» **Material for this task**
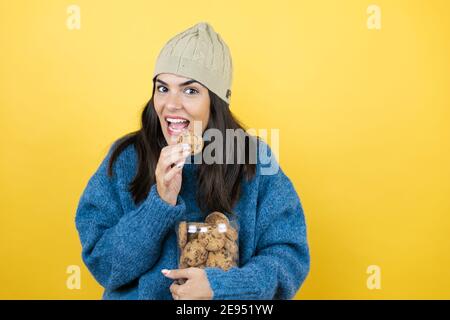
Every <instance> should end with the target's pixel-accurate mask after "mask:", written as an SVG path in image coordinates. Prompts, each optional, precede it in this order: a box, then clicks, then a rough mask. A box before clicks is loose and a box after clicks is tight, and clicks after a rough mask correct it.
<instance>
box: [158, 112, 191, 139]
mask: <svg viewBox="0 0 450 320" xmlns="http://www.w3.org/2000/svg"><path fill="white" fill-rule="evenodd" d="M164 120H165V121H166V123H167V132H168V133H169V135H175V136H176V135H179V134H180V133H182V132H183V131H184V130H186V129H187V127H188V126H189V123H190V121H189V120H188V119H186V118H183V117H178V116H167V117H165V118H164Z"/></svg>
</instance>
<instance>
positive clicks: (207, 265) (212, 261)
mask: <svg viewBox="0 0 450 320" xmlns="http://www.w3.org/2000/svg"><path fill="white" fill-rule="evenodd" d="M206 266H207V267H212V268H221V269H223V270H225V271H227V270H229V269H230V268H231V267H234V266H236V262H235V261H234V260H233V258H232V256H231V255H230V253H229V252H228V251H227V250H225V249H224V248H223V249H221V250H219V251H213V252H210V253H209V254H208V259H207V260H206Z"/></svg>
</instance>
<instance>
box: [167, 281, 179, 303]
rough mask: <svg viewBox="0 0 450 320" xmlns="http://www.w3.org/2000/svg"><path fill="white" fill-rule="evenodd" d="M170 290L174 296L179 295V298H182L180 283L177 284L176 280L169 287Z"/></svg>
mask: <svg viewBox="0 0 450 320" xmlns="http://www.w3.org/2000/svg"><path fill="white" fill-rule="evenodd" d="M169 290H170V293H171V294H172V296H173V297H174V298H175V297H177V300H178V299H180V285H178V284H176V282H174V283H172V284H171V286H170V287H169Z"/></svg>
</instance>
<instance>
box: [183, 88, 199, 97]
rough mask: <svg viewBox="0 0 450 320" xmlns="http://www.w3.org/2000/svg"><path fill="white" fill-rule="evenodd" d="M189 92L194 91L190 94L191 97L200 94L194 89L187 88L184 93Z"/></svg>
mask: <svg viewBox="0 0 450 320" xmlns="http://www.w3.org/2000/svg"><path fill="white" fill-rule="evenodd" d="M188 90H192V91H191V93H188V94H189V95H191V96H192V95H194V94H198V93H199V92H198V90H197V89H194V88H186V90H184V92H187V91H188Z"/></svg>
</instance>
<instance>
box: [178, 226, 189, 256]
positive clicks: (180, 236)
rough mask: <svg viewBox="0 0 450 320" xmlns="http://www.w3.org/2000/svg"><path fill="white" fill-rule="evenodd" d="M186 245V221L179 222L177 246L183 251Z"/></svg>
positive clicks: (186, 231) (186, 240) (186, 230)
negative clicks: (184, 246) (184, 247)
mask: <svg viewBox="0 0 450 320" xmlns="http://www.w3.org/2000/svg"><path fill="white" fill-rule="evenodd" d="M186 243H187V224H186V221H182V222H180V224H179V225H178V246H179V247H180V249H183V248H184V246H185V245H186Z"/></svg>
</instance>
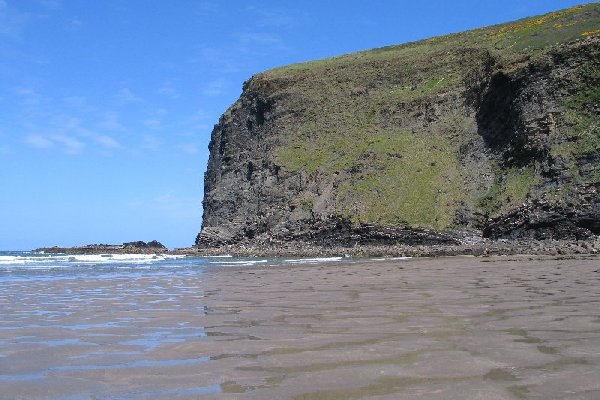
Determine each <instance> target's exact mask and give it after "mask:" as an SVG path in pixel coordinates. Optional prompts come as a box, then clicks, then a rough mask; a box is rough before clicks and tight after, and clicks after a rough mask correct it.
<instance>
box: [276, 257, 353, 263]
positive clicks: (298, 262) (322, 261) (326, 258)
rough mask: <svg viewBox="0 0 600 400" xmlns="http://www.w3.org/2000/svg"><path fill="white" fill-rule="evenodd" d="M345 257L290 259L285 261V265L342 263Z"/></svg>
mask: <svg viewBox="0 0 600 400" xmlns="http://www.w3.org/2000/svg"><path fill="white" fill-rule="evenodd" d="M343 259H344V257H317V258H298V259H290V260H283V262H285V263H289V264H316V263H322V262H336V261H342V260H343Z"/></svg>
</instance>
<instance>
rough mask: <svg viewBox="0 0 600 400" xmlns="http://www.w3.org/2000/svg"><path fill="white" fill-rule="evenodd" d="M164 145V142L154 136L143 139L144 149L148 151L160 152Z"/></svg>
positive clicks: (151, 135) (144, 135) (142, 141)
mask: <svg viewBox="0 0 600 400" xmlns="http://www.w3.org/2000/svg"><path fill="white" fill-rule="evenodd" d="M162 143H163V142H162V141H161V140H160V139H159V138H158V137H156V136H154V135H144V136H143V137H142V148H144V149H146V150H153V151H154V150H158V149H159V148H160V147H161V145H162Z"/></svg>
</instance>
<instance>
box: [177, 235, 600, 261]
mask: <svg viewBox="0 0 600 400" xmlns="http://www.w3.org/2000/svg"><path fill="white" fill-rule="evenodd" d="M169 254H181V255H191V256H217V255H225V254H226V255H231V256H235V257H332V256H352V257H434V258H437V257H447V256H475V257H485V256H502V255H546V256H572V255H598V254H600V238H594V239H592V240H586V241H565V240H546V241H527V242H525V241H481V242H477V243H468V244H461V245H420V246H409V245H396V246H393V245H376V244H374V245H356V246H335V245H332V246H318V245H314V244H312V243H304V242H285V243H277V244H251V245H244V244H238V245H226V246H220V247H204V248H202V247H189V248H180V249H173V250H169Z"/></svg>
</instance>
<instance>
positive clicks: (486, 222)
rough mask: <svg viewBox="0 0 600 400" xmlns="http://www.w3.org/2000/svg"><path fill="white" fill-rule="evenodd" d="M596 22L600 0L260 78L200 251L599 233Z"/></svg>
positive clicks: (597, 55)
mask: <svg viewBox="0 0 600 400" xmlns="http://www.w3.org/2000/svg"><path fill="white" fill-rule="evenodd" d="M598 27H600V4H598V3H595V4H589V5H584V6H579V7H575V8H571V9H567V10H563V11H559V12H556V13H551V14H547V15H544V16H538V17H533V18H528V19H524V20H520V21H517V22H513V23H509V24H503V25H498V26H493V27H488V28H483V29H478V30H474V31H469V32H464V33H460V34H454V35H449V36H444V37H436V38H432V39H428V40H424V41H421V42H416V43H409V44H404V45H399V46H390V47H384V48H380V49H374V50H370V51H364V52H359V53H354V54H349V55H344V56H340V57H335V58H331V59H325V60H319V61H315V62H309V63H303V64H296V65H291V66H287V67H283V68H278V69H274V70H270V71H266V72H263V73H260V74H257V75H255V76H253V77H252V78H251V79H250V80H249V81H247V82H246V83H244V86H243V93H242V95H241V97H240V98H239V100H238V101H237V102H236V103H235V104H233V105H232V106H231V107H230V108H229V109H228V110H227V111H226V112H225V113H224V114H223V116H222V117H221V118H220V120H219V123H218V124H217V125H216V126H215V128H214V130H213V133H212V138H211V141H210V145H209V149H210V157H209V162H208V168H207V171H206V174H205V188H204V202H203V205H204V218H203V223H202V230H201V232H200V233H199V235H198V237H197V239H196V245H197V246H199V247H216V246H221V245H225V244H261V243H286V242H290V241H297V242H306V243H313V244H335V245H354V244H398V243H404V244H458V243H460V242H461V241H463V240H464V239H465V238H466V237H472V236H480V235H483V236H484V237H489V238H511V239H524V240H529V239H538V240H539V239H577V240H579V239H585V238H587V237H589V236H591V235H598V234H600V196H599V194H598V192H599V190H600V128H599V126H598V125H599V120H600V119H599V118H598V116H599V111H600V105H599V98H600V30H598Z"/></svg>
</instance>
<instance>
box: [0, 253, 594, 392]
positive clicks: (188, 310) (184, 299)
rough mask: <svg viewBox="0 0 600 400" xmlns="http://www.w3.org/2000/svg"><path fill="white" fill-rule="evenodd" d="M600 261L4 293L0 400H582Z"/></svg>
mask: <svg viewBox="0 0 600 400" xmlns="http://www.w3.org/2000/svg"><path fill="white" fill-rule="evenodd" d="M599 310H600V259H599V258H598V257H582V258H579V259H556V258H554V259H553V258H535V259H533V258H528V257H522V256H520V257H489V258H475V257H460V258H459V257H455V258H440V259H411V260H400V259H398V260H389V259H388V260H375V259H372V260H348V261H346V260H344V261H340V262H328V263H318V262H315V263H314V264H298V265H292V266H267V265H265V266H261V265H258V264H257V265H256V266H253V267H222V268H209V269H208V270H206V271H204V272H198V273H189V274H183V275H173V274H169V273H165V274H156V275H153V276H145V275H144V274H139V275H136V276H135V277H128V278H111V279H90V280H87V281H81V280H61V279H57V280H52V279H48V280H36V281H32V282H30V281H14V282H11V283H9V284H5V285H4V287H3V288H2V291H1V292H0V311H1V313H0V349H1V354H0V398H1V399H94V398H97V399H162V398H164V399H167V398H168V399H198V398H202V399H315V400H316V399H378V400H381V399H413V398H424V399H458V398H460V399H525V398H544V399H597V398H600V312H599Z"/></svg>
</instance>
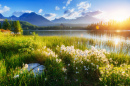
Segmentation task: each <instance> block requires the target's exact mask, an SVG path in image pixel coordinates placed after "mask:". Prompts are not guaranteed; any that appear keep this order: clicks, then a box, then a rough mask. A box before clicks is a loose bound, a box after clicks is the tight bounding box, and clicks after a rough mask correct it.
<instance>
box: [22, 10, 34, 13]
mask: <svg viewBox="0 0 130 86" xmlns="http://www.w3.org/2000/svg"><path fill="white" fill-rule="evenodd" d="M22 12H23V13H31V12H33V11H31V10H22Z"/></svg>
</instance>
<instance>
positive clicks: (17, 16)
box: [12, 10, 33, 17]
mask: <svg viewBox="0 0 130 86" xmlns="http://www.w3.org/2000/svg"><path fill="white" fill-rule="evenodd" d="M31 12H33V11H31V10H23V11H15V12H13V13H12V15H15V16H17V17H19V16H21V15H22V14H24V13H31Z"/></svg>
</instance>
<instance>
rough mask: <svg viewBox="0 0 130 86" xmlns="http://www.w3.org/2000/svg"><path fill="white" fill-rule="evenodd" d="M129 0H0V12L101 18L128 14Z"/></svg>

» **Directions**
Could you repeat exactly the lines above from the line with "Segmentation task: each" up to and including the line with "positive clicks: (17, 16)", and only those?

» **Task output**
Segmentation task: each <instance> block requires the target's exact mask, an SVG path in image pixel coordinates placed after "mask:". Prompts are not guaranteed; any that appear keep this order: clicks, then a box, then a rough mask. A box before clicks is a loose bound, a box after clicks is the tight bounding box, and clicks after a rough mask correct it.
<instance>
box: [22, 10, 34, 13]
mask: <svg viewBox="0 0 130 86" xmlns="http://www.w3.org/2000/svg"><path fill="white" fill-rule="evenodd" d="M22 12H23V13H31V12H33V11H31V10H22Z"/></svg>
</instance>
<instance>
positive clicks: (17, 16)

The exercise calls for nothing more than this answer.